**TO DO**
Identify each line below that contains the word "marble", and copy every such line in full.

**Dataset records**
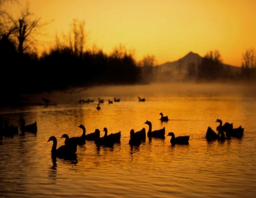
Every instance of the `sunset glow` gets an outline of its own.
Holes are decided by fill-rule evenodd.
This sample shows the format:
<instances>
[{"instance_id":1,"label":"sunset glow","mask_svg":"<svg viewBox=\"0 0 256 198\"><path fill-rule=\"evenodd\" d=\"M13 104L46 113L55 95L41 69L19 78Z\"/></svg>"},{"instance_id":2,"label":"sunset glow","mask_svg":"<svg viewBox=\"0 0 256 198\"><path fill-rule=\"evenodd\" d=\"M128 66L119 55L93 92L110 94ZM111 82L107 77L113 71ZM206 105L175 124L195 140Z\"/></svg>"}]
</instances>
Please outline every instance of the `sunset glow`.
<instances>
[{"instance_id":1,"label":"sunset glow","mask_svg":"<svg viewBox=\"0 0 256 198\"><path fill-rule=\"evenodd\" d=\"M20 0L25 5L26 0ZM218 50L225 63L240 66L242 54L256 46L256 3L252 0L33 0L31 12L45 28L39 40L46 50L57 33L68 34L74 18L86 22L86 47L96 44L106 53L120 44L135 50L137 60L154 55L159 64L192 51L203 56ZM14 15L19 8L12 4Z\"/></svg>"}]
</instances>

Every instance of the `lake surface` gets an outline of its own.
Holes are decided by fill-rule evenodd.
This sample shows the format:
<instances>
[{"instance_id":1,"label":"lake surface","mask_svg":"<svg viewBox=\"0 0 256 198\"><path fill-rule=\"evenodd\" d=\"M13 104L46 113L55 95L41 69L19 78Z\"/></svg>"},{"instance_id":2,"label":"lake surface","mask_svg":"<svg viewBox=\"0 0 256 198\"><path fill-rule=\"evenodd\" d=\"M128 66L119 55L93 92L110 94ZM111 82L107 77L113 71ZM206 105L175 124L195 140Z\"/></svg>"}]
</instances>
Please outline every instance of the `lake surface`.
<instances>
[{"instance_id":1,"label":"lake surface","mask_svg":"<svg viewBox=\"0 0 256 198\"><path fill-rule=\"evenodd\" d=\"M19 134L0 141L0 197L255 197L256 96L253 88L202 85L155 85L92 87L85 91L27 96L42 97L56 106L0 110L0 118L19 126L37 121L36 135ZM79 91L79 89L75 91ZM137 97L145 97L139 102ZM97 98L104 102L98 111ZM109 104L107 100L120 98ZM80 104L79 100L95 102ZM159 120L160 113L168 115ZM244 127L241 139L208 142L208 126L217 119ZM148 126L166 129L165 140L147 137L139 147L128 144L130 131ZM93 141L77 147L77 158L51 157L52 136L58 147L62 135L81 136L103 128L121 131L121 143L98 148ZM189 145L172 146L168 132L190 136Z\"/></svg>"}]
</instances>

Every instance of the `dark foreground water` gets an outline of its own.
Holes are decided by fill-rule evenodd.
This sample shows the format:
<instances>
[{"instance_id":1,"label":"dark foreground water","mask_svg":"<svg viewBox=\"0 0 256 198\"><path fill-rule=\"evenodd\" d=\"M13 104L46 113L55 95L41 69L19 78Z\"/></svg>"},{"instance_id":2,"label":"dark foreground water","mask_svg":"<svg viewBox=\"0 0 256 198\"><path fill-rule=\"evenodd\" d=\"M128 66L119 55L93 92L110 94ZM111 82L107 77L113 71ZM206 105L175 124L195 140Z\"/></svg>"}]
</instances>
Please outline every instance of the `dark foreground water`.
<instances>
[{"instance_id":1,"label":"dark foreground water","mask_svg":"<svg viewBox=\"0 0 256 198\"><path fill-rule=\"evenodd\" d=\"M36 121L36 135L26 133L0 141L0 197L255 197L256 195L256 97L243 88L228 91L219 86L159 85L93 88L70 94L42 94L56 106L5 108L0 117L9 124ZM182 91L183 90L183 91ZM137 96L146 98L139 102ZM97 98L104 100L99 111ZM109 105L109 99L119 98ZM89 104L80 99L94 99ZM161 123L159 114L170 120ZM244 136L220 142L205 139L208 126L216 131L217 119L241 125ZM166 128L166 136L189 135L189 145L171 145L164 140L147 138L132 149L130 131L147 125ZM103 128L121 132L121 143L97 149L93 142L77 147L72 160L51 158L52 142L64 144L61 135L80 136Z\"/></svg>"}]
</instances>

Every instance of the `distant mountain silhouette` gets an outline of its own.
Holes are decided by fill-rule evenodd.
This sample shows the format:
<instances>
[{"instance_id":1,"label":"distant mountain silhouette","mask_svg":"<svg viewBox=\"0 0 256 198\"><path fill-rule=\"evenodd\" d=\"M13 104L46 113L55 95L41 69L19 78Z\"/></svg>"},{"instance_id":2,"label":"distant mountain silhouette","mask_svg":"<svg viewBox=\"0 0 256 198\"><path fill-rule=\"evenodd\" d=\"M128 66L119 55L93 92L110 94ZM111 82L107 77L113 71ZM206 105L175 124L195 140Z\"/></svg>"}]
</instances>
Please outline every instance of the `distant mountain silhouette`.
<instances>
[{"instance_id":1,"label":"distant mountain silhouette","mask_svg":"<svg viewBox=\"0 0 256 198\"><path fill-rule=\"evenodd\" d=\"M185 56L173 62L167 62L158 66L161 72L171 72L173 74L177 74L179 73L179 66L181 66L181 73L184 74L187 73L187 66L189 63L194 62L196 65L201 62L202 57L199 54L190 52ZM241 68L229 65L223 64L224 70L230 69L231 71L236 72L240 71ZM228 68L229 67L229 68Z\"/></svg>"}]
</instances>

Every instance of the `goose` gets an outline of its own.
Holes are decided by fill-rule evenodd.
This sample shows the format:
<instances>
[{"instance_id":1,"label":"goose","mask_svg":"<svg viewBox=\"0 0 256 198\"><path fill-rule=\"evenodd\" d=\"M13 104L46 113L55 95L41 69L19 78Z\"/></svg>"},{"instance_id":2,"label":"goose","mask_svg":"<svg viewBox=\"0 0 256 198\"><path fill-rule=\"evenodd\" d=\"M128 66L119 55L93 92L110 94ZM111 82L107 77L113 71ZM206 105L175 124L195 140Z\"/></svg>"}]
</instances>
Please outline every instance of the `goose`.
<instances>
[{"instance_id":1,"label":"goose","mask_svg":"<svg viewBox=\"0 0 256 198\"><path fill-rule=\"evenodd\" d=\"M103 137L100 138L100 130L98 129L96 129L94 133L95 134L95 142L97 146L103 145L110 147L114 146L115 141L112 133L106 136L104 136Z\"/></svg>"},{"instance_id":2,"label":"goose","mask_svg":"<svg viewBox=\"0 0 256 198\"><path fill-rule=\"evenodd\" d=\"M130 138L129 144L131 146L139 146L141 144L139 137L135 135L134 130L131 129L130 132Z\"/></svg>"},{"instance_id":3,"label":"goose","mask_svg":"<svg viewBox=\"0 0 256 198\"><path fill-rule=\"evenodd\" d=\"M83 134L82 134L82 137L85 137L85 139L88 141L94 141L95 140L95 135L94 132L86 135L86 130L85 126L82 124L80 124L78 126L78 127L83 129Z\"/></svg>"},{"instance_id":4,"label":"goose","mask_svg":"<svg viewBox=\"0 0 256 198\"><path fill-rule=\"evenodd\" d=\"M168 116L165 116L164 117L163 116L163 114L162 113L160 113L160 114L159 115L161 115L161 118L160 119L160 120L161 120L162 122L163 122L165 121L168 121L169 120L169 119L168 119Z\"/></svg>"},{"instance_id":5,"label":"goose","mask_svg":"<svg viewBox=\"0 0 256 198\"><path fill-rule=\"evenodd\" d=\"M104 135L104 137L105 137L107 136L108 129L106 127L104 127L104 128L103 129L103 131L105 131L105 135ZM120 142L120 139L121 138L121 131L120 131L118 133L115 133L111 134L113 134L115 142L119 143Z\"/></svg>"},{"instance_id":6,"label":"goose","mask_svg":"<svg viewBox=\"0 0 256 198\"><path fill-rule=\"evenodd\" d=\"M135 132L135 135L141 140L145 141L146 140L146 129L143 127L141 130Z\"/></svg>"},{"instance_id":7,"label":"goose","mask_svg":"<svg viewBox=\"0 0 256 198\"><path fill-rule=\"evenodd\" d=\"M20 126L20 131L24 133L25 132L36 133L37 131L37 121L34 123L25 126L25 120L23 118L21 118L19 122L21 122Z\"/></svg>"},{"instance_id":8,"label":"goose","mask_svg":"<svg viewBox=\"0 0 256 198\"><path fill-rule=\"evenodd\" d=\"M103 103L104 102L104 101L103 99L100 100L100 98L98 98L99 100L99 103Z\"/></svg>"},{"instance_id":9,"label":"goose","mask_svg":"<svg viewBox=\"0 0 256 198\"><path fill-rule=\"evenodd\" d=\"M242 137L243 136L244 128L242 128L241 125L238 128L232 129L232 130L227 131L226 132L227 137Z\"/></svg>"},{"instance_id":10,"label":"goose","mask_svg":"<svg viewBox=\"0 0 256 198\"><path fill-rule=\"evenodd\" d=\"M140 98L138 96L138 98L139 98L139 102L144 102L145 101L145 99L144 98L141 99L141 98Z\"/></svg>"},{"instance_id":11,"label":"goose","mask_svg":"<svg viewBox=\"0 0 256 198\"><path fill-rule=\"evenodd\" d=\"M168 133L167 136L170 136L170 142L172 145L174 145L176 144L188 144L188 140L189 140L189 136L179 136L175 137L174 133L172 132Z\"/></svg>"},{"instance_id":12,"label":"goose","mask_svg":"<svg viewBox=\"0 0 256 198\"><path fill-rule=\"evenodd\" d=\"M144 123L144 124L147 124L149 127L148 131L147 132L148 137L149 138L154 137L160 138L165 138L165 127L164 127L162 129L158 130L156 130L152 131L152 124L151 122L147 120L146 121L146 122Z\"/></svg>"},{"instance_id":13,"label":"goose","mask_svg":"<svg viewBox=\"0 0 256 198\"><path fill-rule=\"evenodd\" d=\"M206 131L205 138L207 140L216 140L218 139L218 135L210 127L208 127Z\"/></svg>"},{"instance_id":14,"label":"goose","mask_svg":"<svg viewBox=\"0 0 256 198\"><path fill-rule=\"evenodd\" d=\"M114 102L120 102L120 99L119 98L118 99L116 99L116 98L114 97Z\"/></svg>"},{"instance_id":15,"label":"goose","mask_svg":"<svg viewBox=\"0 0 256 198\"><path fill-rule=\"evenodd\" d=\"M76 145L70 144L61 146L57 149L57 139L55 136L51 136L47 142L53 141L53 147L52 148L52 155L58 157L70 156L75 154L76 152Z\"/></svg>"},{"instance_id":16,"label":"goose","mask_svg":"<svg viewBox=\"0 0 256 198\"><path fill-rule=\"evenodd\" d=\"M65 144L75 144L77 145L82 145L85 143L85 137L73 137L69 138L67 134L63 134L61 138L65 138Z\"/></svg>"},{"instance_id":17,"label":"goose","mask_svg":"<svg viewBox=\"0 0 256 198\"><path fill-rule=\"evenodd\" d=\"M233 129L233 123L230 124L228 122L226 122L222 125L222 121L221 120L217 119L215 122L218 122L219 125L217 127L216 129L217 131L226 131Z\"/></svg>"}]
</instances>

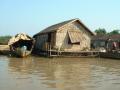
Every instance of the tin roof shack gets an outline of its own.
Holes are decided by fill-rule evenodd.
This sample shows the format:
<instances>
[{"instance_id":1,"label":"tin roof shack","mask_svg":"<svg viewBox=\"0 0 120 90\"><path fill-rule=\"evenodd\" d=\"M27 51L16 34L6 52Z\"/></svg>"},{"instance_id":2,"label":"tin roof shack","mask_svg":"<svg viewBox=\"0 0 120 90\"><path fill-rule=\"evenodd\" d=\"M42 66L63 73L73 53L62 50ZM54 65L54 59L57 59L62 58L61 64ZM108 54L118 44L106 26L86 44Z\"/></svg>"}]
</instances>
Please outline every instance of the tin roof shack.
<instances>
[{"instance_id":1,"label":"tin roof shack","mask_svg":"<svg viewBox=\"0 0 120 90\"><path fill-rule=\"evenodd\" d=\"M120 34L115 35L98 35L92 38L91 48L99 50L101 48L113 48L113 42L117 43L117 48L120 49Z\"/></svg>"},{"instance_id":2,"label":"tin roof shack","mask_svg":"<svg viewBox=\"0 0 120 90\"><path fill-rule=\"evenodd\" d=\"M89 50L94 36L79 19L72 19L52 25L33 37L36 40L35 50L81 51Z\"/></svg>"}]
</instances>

...

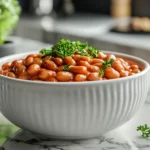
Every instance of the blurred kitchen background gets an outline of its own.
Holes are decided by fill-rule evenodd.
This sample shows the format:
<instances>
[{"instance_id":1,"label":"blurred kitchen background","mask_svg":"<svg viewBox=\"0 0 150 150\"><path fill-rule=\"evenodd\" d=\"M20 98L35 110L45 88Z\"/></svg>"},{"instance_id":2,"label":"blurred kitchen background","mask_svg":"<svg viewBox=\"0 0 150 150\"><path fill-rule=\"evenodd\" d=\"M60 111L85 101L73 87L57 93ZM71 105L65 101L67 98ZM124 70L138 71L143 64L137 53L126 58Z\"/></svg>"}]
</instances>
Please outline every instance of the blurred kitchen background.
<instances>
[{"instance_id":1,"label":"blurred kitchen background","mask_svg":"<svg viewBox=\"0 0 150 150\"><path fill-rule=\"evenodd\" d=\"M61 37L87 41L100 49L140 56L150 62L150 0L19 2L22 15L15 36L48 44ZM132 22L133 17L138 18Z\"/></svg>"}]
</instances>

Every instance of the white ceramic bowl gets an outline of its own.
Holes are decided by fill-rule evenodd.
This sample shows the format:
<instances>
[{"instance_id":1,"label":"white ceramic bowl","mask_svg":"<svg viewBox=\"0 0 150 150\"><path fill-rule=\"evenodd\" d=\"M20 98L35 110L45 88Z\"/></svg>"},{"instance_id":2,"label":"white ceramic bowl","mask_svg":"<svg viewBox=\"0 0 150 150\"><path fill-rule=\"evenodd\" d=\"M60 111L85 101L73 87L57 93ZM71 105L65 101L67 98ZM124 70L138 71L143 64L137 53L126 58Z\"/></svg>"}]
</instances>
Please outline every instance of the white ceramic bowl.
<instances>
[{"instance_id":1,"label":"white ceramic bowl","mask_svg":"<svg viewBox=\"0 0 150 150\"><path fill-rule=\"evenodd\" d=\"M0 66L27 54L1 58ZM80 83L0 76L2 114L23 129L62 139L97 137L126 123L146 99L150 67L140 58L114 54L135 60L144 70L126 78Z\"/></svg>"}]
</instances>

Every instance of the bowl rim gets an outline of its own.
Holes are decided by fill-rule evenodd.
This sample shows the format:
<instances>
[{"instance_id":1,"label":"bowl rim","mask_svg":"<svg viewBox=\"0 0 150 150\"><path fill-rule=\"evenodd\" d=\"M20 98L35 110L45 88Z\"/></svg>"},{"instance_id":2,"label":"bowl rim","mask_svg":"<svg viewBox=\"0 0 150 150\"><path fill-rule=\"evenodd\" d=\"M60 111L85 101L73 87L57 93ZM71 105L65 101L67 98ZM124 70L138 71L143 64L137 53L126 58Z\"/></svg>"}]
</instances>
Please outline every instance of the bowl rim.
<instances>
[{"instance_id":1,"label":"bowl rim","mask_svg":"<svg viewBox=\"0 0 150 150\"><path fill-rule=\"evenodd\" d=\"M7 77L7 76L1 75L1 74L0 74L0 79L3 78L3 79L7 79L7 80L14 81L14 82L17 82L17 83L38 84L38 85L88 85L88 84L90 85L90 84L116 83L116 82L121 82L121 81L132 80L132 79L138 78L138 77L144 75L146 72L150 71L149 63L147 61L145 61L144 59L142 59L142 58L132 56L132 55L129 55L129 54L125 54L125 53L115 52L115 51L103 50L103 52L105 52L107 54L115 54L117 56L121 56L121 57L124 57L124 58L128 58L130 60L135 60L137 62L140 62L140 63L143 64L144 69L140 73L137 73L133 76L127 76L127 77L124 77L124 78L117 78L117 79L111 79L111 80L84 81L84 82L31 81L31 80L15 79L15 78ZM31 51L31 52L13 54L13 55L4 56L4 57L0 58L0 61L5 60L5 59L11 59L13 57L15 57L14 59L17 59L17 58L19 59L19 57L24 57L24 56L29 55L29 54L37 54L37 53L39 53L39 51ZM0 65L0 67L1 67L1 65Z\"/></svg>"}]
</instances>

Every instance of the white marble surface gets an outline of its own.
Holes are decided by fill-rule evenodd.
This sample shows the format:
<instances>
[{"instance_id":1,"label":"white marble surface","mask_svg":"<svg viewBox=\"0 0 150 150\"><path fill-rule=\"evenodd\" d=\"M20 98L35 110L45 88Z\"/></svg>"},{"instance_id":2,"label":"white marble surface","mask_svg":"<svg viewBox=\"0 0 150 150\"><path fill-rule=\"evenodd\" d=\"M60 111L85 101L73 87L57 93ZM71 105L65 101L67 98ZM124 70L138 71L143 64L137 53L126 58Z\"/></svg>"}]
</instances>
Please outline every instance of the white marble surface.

**FINAL RESULT**
Every instance of the white marble surface gets an outline of its own.
[{"instance_id":1,"label":"white marble surface","mask_svg":"<svg viewBox=\"0 0 150 150\"><path fill-rule=\"evenodd\" d=\"M20 98L35 110L45 88Z\"/></svg>"},{"instance_id":2,"label":"white marble surface","mask_svg":"<svg viewBox=\"0 0 150 150\"><path fill-rule=\"evenodd\" d=\"M60 111L85 101L73 87L57 93ZM71 105L65 101L67 98ZM124 70L138 71L143 64L137 53L126 58Z\"/></svg>"}]
Please outline every instance of the white marble surface.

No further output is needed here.